GOAL OF THE EXERCISE
Look below for the line with "Mark every instance of the sandy" and the line with "Target: weed growing at wall base". Copy exactly those two lines and every line between, but not the pictures.

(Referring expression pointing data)
■ ■ ■

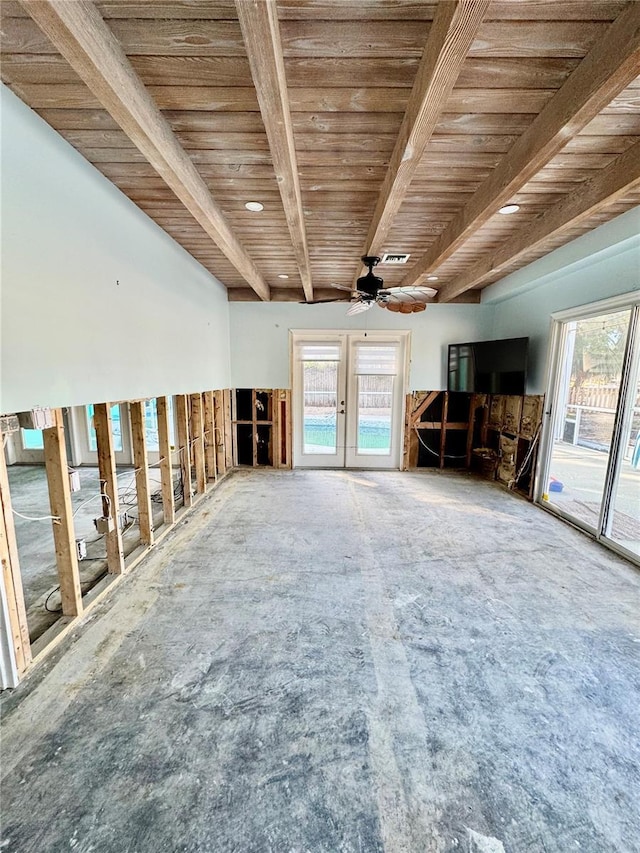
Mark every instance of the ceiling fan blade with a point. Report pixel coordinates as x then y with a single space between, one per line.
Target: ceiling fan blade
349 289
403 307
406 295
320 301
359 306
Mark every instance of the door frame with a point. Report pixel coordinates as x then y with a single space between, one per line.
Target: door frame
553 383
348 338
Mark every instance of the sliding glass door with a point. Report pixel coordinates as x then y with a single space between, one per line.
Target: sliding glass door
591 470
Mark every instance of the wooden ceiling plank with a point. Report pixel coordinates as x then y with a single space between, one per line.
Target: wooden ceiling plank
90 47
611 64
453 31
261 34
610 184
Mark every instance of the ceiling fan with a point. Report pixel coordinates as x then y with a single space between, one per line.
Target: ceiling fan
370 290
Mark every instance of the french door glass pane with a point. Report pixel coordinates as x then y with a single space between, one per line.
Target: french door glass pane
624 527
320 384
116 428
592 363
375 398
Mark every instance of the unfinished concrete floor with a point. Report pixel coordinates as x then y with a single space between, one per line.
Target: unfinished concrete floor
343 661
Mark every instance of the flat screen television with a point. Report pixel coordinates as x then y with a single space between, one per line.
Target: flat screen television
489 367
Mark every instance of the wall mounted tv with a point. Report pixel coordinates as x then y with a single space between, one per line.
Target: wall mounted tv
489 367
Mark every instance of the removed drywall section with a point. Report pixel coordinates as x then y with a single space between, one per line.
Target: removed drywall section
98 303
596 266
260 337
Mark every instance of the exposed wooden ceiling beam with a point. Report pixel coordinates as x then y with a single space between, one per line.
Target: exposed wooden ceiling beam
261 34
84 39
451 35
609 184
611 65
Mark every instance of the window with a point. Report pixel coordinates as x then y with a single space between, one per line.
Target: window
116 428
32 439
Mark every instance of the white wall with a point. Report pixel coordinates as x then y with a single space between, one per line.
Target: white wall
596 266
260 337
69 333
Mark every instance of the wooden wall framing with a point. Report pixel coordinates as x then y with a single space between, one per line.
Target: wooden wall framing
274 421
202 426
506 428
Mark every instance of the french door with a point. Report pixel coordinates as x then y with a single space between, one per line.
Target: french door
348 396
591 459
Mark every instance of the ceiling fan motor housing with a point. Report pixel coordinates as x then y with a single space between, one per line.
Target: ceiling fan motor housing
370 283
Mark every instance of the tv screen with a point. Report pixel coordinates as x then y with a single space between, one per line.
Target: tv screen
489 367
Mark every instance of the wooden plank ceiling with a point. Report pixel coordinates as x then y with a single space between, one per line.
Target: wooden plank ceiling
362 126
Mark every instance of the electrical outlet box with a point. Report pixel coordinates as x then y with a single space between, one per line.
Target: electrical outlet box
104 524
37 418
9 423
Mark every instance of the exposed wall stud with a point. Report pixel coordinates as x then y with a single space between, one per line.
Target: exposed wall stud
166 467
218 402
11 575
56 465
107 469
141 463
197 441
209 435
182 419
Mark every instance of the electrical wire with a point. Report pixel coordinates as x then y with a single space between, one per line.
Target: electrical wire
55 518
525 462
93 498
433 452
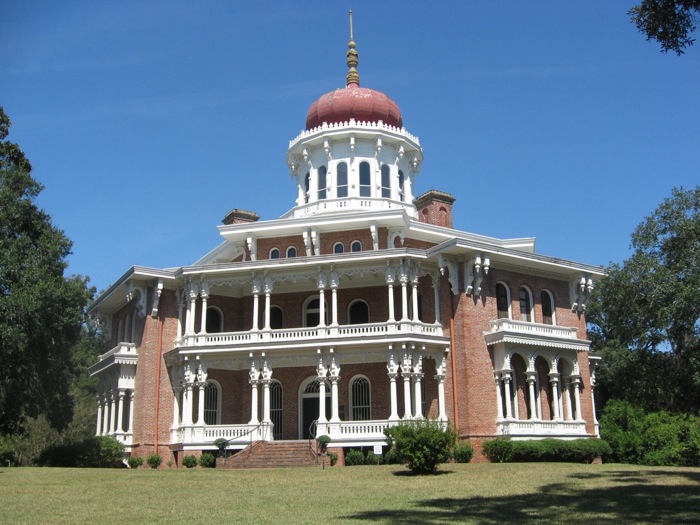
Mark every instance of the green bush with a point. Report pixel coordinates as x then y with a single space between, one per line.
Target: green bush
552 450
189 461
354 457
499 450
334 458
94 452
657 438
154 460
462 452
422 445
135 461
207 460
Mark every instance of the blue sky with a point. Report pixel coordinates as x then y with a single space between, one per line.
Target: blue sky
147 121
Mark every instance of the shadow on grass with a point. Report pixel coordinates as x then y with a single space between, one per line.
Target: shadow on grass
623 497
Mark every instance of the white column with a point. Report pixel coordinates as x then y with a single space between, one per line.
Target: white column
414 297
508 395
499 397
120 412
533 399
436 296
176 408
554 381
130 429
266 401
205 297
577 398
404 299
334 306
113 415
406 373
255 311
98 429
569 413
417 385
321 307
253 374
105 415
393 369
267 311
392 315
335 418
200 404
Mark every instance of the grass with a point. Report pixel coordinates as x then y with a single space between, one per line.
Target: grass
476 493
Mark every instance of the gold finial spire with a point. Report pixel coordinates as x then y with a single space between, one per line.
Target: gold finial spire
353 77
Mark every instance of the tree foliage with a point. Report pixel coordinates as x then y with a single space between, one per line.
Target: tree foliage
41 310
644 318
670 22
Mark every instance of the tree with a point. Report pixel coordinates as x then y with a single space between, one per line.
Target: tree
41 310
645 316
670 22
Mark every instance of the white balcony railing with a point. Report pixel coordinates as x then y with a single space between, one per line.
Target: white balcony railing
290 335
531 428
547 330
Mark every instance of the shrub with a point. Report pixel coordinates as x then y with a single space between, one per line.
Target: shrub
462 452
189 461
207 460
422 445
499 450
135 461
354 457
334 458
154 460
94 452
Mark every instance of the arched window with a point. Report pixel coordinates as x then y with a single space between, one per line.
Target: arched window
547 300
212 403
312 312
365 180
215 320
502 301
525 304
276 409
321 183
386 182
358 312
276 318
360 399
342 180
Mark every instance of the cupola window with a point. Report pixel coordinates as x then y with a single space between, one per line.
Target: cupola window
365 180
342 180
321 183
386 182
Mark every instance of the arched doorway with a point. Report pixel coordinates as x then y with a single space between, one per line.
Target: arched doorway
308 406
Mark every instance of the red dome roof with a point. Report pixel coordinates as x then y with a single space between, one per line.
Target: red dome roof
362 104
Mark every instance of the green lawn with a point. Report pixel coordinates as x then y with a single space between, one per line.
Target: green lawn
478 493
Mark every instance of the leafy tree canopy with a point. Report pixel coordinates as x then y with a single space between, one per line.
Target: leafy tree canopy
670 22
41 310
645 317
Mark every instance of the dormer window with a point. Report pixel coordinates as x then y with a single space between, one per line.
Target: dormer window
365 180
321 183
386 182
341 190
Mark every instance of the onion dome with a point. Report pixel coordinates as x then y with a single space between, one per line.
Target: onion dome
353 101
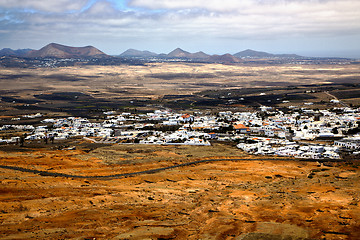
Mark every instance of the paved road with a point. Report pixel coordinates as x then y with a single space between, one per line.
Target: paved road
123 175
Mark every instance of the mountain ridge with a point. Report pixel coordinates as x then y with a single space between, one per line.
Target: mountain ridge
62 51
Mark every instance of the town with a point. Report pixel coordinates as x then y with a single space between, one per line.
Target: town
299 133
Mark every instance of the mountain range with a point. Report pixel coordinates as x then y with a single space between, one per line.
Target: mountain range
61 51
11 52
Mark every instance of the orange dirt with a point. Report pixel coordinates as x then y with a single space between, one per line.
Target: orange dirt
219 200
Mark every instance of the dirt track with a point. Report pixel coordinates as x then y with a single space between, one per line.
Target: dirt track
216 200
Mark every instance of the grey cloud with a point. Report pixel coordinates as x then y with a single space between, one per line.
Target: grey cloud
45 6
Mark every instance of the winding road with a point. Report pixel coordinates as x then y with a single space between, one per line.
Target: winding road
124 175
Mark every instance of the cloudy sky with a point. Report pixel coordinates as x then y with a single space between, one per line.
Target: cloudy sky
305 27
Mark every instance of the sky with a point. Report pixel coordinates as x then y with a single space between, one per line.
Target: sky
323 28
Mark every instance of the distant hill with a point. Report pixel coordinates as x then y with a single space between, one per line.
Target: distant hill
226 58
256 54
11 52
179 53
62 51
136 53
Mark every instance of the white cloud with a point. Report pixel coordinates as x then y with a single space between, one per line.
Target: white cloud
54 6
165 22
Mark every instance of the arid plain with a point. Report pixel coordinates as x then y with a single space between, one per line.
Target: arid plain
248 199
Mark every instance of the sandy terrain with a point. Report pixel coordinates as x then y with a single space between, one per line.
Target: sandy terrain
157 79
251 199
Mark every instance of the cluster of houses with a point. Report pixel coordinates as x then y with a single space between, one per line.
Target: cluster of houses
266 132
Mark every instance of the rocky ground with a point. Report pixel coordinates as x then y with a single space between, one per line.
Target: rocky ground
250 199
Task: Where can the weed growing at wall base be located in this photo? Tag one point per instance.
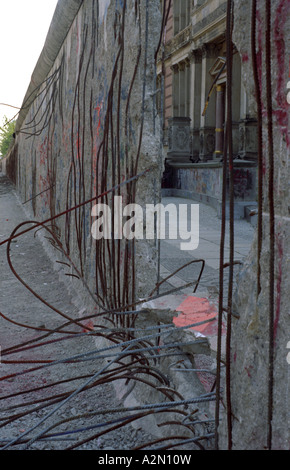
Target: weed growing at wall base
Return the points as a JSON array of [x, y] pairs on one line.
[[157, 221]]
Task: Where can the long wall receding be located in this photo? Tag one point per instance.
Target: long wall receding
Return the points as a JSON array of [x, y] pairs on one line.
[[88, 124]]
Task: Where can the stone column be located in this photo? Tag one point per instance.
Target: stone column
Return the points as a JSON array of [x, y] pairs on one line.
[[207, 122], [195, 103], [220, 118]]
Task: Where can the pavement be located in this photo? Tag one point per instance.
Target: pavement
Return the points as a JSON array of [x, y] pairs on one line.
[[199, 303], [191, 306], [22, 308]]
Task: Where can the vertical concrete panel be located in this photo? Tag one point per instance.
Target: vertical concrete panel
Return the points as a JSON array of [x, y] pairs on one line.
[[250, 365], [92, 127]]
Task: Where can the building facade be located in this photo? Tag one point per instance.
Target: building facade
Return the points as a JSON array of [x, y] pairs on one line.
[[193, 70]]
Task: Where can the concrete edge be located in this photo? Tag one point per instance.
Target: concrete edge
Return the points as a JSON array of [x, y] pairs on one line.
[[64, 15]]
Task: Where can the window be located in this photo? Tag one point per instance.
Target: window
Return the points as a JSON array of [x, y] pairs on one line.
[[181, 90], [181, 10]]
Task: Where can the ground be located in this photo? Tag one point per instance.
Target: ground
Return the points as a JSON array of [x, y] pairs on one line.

■ ■ ■

WORKED SOLUTION
Mark every instance of the sandy terrain with a point. Report pixel coordinates as x then y with a single space between, one per line.
Target: sandy terrain
157 79
251 199
Mark every instance of the cluster of houses with a point. Report pixel coordinates as x then y with a single space between, one per line.
Target: cluster of houses
266 132
Mark every instance of the rocky ground with a point. Report pixel coordinates as x then y with a single space between, one per line.
Target: rocky ground
250 199
Task: Where can the weed growing at wall base be located in this photo? Tag one point per instance.
Target: weed growing at wall base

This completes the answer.